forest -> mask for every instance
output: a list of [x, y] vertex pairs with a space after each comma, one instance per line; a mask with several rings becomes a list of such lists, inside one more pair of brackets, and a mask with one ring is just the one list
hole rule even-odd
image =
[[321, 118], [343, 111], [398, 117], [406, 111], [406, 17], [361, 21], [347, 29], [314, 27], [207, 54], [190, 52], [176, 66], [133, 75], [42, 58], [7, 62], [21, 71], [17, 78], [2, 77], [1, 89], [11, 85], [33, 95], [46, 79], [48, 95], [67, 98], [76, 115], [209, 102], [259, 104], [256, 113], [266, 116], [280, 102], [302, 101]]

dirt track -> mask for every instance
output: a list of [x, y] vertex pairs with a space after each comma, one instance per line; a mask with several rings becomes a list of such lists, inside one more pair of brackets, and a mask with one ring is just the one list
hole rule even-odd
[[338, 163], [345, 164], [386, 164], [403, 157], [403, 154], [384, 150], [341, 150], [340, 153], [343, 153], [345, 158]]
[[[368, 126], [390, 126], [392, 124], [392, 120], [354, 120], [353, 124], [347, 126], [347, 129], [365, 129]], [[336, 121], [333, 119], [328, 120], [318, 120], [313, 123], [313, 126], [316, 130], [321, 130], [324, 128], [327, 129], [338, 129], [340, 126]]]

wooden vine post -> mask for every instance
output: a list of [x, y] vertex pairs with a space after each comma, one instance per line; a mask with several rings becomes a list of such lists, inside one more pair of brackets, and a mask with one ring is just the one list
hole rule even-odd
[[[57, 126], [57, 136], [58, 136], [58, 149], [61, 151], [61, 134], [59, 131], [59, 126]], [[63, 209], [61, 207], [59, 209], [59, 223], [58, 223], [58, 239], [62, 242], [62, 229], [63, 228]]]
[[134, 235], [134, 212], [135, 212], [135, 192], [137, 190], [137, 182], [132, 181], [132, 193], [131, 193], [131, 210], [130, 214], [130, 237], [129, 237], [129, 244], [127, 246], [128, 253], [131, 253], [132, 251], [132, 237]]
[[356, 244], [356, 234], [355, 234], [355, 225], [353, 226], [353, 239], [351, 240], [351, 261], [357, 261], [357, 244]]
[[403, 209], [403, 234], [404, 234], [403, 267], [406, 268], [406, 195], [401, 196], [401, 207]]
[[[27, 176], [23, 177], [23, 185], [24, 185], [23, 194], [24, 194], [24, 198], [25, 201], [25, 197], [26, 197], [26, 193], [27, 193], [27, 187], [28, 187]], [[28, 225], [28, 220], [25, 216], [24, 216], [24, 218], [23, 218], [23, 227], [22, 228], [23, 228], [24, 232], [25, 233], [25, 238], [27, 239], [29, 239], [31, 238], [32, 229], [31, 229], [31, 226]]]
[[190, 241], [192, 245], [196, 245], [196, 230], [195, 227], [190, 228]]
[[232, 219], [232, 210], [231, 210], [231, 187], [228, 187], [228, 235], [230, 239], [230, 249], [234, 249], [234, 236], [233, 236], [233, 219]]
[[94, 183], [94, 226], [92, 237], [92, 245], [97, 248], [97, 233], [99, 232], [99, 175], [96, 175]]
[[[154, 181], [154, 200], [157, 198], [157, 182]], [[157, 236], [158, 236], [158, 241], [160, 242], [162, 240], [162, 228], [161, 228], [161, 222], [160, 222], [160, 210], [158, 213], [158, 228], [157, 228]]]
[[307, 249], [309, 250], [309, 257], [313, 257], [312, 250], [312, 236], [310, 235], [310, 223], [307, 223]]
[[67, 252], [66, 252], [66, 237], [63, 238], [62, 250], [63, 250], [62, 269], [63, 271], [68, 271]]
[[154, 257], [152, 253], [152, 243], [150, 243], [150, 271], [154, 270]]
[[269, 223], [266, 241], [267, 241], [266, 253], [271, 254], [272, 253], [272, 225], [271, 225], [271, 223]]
-*-
__Aim of the task__: Recast every line of the items above as a Markdown table with the columns Row and Line. Number the rows in order and omit the blank lines.

__Completed exercise__:
| Row | Line |
|---|---|
| 1 | forest -> mask for every instance |
| 2 | output: a list of [x, y] vertex pairs with a space after each comma, one instance per line; a mask with several rings becomes a list of such lists, inside one more pair of brackets, and a mask with one ring is just the one list |
| 3 | hole rule even-odd |
| 4 | image = |
| 5 | [[321, 118], [343, 111], [398, 117], [406, 111], [406, 17], [361, 21], [347, 29], [314, 27], [207, 54], [190, 52], [176, 66], [133, 75], [42, 58], [7, 62], [21, 71], [17, 78], [2, 77], [1, 89], [11, 85], [33, 95], [46, 79], [48, 95], [67, 98], [76, 115], [209, 102], [259, 104], [256, 113], [266, 116], [280, 102], [302, 101]] |
| 6 | dirt track -> mask for every instance |
| 7 | output: a list of [x, y] vertex pairs with a space after each comma, one instance per line; a mask with several rings becomes a list of such lists, inside one more pair of brackets, and a mask with one ring is just the one list |
| 8 | hole rule even-odd |
| 9 | [[338, 163], [345, 164], [386, 164], [403, 157], [403, 154], [384, 150], [341, 150], [340, 153], [343, 153], [345, 158]] |
| 10 | [[[368, 126], [390, 126], [392, 124], [392, 120], [354, 120], [353, 124], [347, 126], [347, 129], [365, 129]], [[336, 121], [333, 119], [328, 120], [318, 120], [313, 123], [313, 126], [316, 130], [321, 130], [324, 128], [327, 129], [338, 129], [340, 126]]] |
| 11 | wooden vine post -> mask for every instance |
| 12 | output: a list of [x, y] vertex pairs with a space after each comma, one instance per line; a mask with several rings becomes a list of such lists, inside one more pair of brackets, and a mask with one ring is just the one list |
| 13 | hole rule even-odd |
| 14 | [[[57, 126], [57, 136], [58, 136], [58, 149], [61, 151], [61, 134], [59, 131], [59, 126]], [[63, 209], [61, 207], [59, 209], [59, 223], [58, 223], [58, 239], [62, 242], [62, 229], [63, 228]]] |
| 15 | [[134, 235], [134, 212], [135, 212], [135, 192], [137, 190], [137, 182], [132, 181], [132, 193], [131, 193], [131, 210], [130, 214], [130, 237], [129, 237], [129, 244], [127, 246], [128, 253], [131, 253], [132, 251], [132, 237]] |
| 16 | [[356, 244], [356, 234], [355, 234], [355, 225], [353, 226], [353, 239], [351, 240], [351, 261], [357, 261], [357, 244]] |
| 17 | [[403, 209], [403, 234], [404, 234], [403, 267], [406, 268], [406, 195], [401, 196], [401, 207]] |
| 18 | [[[27, 176], [23, 177], [23, 185], [24, 185], [23, 194], [24, 194], [24, 198], [25, 201], [25, 197], [26, 197], [26, 193], [27, 193], [27, 187], [28, 187]], [[28, 225], [28, 220], [25, 216], [24, 216], [24, 218], [23, 218], [23, 227], [22, 228], [23, 228], [24, 232], [25, 233], [25, 238], [27, 239], [29, 239], [31, 238], [32, 229], [31, 229], [31, 226]]] |
| 19 | [[190, 241], [192, 245], [196, 245], [196, 230], [195, 227], [190, 228]] |
| 20 | [[232, 219], [232, 210], [231, 210], [231, 187], [228, 187], [228, 235], [230, 239], [230, 249], [234, 249], [234, 236], [233, 236], [233, 219]] |
| 21 | [[94, 183], [94, 226], [92, 237], [92, 245], [97, 248], [97, 233], [99, 232], [99, 175], [96, 175]] |
| 22 | [[[154, 181], [154, 200], [157, 198], [157, 182]], [[157, 236], [158, 236], [158, 241], [160, 242], [162, 240], [162, 228], [161, 228], [161, 222], [160, 222], [160, 210], [158, 213], [158, 228], [157, 228]]] |
| 23 | [[307, 249], [309, 250], [309, 257], [313, 257], [312, 250], [312, 236], [310, 235], [310, 223], [307, 223]] |
| 24 | [[67, 252], [66, 252], [66, 237], [63, 238], [62, 250], [63, 250], [62, 269], [63, 271], [68, 271]] |
| 25 | [[154, 257], [152, 253], [152, 243], [150, 243], [150, 271], [154, 270]] |
| 26 | [[269, 223], [266, 241], [267, 241], [266, 253], [271, 254], [272, 253], [272, 225], [271, 225], [271, 223]] |